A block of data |
....
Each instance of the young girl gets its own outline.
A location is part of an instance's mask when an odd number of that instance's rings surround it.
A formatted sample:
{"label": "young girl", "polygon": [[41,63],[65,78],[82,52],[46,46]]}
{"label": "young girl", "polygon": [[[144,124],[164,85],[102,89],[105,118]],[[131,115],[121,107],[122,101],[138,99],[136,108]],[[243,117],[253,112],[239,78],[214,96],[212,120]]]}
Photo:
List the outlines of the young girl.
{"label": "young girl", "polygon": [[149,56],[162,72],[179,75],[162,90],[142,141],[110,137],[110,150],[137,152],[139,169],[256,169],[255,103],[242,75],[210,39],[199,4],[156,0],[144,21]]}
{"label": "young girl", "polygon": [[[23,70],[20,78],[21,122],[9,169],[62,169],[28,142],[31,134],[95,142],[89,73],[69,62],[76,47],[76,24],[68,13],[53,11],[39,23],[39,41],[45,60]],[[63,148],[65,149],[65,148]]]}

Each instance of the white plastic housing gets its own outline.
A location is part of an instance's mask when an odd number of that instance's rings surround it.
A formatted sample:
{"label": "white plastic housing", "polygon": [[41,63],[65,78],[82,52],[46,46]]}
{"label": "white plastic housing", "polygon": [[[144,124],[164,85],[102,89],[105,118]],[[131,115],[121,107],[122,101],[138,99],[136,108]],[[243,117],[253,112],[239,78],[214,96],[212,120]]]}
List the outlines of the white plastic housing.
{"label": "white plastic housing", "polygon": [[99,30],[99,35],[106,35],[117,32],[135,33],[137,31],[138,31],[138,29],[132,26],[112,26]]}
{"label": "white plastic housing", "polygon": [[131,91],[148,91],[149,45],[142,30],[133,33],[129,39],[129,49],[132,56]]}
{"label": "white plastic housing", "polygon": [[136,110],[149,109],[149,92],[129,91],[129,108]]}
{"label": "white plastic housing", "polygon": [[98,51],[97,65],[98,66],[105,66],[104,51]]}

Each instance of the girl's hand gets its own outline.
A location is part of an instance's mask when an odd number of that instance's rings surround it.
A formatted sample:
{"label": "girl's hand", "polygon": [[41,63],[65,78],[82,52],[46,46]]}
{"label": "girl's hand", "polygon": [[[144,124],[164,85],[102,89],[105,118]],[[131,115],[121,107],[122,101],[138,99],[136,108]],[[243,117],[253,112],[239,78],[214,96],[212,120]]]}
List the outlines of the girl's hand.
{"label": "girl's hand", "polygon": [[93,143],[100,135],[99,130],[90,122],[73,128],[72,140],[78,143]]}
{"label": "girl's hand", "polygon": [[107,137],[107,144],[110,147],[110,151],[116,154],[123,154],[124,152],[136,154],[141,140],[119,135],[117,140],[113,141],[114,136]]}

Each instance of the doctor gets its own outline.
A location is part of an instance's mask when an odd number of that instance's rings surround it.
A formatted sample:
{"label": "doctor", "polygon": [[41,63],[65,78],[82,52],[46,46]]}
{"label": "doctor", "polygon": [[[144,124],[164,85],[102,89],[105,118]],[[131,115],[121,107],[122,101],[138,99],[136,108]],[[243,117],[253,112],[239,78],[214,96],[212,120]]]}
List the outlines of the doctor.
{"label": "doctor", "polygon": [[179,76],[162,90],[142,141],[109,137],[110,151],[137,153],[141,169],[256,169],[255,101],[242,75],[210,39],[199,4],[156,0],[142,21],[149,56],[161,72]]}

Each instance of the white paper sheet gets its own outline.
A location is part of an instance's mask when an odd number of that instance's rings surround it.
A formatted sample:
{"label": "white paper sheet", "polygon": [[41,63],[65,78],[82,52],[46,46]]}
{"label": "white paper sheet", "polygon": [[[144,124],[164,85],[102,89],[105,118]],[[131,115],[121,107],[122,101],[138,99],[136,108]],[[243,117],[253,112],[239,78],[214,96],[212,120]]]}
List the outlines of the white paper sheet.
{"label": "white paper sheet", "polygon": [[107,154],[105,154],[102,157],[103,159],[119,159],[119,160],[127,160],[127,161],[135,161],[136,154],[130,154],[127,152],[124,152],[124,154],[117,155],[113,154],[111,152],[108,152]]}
....
Stated task |
Return the listing above in full, character for character.

Finished exercise |
Each instance of the young girl gets its own outline.
A location is part of an instance's mask when an odd number of that instance's rings surround it.
A formatted sample:
{"label": "young girl", "polygon": [[41,63],[65,78],[82,52],[46,46]]}
{"label": "young girl", "polygon": [[[144,124],[164,85],[102,89],[105,118]],[[131,115],[121,107],[122,101],[138,99],[136,108]],[[243,117],[253,112],[239,78],[214,96],[212,120]]]}
Photo:
List the outlines of the young girl.
{"label": "young girl", "polygon": [[149,56],[162,72],[179,75],[162,90],[142,141],[110,137],[110,150],[137,152],[139,169],[256,169],[255,103],[242,75],[210,39],[199,4],[156,0],[144,21]]}
{"label": "young girl", "polygon": [[[23,70],[20,78],[21,122],[9,169],[62,169],[28,142],[31,134],[95,142],[89,73],[69,62],[76,47],[76,24],[68,13],[53,11],[39,23],[39,41],[45,60]],[[63,148],[65,149],[65,148]]]}

Each instance of the white plastic housing gets its own outline.
A location is part of an instance's mask when an odd number of that instance's rings surround it.
A formatted sample:
{"label": "white plastic housing", "polygon": [[41,63],[65,78],[82,52],[46,46]]}
{"label": "white plastic housing", "polygon": [[[144,124],[164,85],[102,89],[105,118]],[[131,115],[121,107],[122,101],[138,99],[136,108]],[[243,117],[253,112],[239,78],[214,96],[212,120]]]}
List the outlines of the white plastic housing.
{"label": "white plastic housing", "polygon": [[99,30],[99,35],[106,35],[117,32],[135,33],[137,31],[138,31],[138,29],[132,26],[112,26]]}
{"label": "white plastic housing", "polygon": [[131,91],[148,91],[149,45],[142,30],[133,33],[129,39],[129,49],[132,56]]}
{"label": "white plastic housing", "polygon": [[136,110],[149,109],[149,92],[129,91],[129,108]]}
{"label": "white plastic housing", "polygon": [[98,51],[97,65],[98,66],[105,66],[104,51]]}

Each instance of the girl's hand gets its own outline.
A location is part of an instance's mask when an odd number of that instance's rings surround it.
A formatted sample:
{"label": "girl's hand", "polygon": [[41,63],[65,78],[82,52],[46,46]]}
{"label": "girl's hand", "polygon": [[[144,124],[164,85],[102,89],[105,118]],[[131,115],[121,107],[122,101],[138,99],[136,108]],[[243,117],[253,112],[239,78],[214,96],[212,120]]]}
List the outlines of the girl's hand.
{"label": "girl's hand", "polygon": [[93,143],[100,135],[99,130],[90,122],[73,128],[72,140],[78,143]]}
{"label": "girl's hand", "polygon": [[107,137],[107,144],[110,147],[110,151],[116,154],[123,154],[124,152],[136,154],[141,140],[119,135],[117,140],[113,141],[114,136]]}

Each instance of the doctor gets its own outline.
A location is part of an instance's mask when an odd number of that instance's rings surround it.
A formatted sample:
{"label": "doctor", "polygon": [[41,63],[65,78],[82,52],[46,46]]}
{"label": "doctor", "polygon": [[[144,124],[164,85],[102,89],[105,118]],[[131,115],[121,107],[122,101],[138,99],[136,108]],[[243,117],[253,112],[239,78],[214,96],[212,120]]]}
List the outlines of the doctor.
{"label": "doctor", "polygon": [[179,76],[162,90],[142,141],[109,137],[110,151],[137,153],[141,169],[256,169],[255,101],[242,75],[210,39],[199,4],[156,0],[142,21],[149,56],[161,72]]}

Each instance of the white paper sheet gets its own outline.
A location is part of an instance's mask when an odd number of that instance's rings surround it.
A formatted sample:
{"label": "white paper sheet", "polygon": [[41,63],[65,78],[82,52],[46,46]]}
{"label": "white paper sheet", "polygon": [[[144,124],[164,85],[102,89],[105,118]],[[131,115],[121,107],[122,101],[138,99],[136,108]],[[243,117],[253,112],[239,78],[214,96],[212,120]]]}
List the outlines of the white paper sheet.
{"label": "white paper sheet", "polygon": [[107,154],[105,154],[102,157],[103,159],[119,159],[119,160],[127,160],[127,161],[135,161],[136,154],[130,154],[127,152],[124,152],[124,154],[117,155],[113,154],[111,152],[108,152]]}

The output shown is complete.